--- Start of Task inputs ---

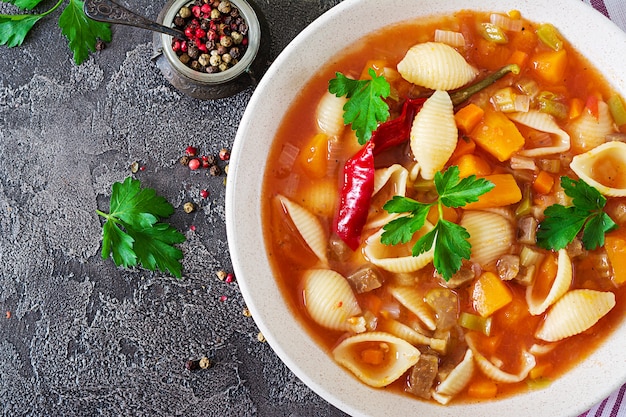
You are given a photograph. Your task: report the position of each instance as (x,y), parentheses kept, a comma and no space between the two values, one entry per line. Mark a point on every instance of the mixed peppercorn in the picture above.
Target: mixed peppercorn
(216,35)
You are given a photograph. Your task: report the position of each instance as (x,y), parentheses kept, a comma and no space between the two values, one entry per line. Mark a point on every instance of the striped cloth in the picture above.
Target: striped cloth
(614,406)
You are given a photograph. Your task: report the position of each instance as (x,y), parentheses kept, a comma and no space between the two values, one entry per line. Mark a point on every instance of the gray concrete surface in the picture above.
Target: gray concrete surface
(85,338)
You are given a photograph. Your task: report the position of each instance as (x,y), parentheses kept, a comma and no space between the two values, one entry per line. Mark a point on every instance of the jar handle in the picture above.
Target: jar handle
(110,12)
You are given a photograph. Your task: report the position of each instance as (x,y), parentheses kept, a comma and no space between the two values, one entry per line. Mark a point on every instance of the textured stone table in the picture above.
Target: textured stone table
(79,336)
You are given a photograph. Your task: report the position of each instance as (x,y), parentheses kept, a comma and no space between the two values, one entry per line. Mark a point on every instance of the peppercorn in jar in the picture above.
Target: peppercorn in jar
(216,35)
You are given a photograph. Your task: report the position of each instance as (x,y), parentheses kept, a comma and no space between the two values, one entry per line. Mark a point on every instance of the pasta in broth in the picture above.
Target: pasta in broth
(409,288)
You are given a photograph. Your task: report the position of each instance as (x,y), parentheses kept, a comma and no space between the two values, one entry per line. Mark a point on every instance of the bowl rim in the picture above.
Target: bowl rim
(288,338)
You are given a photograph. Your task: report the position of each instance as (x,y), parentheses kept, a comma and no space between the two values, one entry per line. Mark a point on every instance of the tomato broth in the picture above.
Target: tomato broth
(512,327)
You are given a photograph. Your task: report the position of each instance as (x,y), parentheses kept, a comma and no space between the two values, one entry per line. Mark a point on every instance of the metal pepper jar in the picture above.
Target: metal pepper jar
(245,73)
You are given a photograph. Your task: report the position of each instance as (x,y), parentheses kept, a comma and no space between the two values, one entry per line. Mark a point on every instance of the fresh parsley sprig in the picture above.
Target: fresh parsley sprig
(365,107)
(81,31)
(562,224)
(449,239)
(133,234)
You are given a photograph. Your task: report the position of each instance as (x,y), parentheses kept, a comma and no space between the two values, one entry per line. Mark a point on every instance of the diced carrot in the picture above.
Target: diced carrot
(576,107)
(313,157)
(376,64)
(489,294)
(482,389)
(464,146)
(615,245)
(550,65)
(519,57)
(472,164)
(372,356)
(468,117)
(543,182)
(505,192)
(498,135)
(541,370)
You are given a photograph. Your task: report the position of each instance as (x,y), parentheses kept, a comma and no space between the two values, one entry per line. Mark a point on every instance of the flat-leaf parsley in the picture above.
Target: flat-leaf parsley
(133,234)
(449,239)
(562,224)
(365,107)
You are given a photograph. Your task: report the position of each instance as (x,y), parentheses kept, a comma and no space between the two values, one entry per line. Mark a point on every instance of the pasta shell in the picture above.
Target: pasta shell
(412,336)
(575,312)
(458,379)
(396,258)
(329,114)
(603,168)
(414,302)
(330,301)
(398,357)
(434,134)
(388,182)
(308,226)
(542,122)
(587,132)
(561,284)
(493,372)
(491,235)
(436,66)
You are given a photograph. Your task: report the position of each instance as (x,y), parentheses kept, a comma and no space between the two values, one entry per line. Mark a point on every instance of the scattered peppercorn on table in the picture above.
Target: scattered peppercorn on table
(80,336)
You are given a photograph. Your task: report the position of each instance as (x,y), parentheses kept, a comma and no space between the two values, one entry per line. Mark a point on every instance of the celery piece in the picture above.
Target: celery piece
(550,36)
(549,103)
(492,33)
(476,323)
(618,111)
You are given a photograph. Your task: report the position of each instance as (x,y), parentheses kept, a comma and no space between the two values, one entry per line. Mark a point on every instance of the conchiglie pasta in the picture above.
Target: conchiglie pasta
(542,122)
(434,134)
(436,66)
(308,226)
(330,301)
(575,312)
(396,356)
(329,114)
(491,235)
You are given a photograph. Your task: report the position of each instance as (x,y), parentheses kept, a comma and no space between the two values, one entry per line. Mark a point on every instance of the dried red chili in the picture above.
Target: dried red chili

--- End of Task inputs ---

Return all of the rows above word for word, leaving out the pictures.

Result for this exercise:
You are given a photograph. Your task: report the position of each instance as (x,y), parentheses kept, a comma and no space between the two values, one entry per line. Mark a point on every instance of the mixed peppercorn in the picture above.
Target: mixed peppercorn
(216,35)
You are given a photograph. Your task: report the position of each instance as (x,y), parentheses kept, a comma and no space between the two values, one entry per line. Mark a point on every instance of the striped cloth in the picture above.
Target: striped cloth
(614,406)
You are given a photograph. Your task: report the position of each instance as (x,y), parentheses kept, a comma and no space between the two values, one entry per line. Mark a point on every instance of the gray concrete surface in the picture above.
Target: gray concrete surface
(85,338)
You are given a photograph. Your task: report the position of each instance as (x,y), parentheses kept, a comma and no space between the two values, one entry per line. Mark a point on every instance of the jar handle in the picture above.
Target: jar handle
(110,12)
You are given a photograph. Your task: report the position of each instance as (x,y), parentheses kept, a comma and no space between the two values, one entry per line. Mark a point on every instance of the textured stone table in the picture above.
Target: textured stone table
(79,336)
You are given a photograph. Your task: report the position of each instance as (x,y), parentheses kept, a comma and no space between the two values, one entry per line. Mark a point on every instance of the peppercorn in jar in the picture above.
Target: peppercorn in jar
(216,35)
You are given a photograph. Your task: report the position of each instance as (x,y), parentheses kept, a comma and no space between the two values, one entry per line. Mark a point on every instance of the pasta in broth in the picture above.
Target: pasta in broth
(409,288)
You are given a photograph. Your task: report the position of each instance as (x,y), parentheses kept, a comma and no space between the two values, one entry per line. Mark a point on every instance of the bowl rim in the picture above.
Target: bowl rim
(288,338)
You are given a photograph. Your task: report the position of each instance as (x,y), parentheses kept, a comma and no space between the two values, one entry per line. Mark a point on every instance of the tomato broth in the picture above.
Target: tomato broth
(512,327)
You are given a photograph. Your task: report the position of each instance as (x,y), parentheses kept, a comma and no space between the two values, one entry per line. Mark a point on every instance of the metal pepper jar in the picture above.
Target: metal pepper jar
(245,73)
You are given a photograph. Your task: report the position of each instance as (x,y), parentheses kept, a comma and no space between the two values, one entry per line. Mark a point on every instance of the fresh parsley sprig in the picture above.
Target: fresh parsley sprig
(365,107)
(81,31)
(562,224)
(449,239)
(133,234)
You are given a photograph. Your task: report the position of each instance as (x,y), parentheses kept, a comma and no space between the two values, one entry per line. Mark a point on every instance of the diced carrot in the picture above.
Target: diced carrot
(576,107)
(313,157)
(376,64)
(489,294)
(482,389)
(464,146)
(615,245)
(550,65)
(519,57)
(472,164)
(372,356)
(468,117)
(543,182)
(505,192)
(498,135)
(541,370)
You are given a photograph. Your task: report the position of each instance as (x,y), parentheses kept, a comma and no space between the two values, one entry per line. Mark a point on every instance of the flat-leaf parsley in the picture above.
Target: flat-leaf parsley
(133,234)
(449,239)
(562,224)
(365,107)
You are given a photograph. Your task: report the position of each instance as (x,y), parentheses kept, a comma and no space between the two values, one entry per line. Mark a point on every instance of the pasta shell in the picture above.
Target: pasta shell
(412,336)
(575,312)
(458,379)
(396,258)
(329,114)
(603,168)
(414,302)
(330,301)
(398,357)
(434,134)
(388,182)
(308,226)
(542,122)
(587,132)
(561,284)
(493,372)
(491,235)
(436,66)
You are given a photograph. Your task: report the position of each instance as (x,y), parentheses kept, a comma and no space between the two values, one entry per line. Mark a point on every instance of the scattered peppercorn on table in the picture above.
Target: scattered peppercorn on table
(80,336)
You are given a photograph. Your task: report the position of each instance as (x,y), parentheses kept, a comma and no space between the two values, one entry per line. Mark a point on every instance of the celery piece in the picture above.
Target: celery piece
(550,36)
(549,103)
(492,33)
(476,323)
(618,111)
You are given a photograph. Your task: report the position of each instance as (x,y), parentheses kept, a comma and no space between the two values, one entry per line. Mark a point on every instance of the conchiglie pasta in the picture above.
Target: conchiglie pasta
(542,122)
(434,134)
(436,66)
(308,226)
(330,301)
(575,312)
(396,356)
(329,114)
(491,235)
You are given a photograph. Your task: report the position of each instance as (x,y), parentheses kept, a comma and no space between the two values, one entry per line. Mark a point on every instance of the dried red chili in the picture above.
Target: dried red chili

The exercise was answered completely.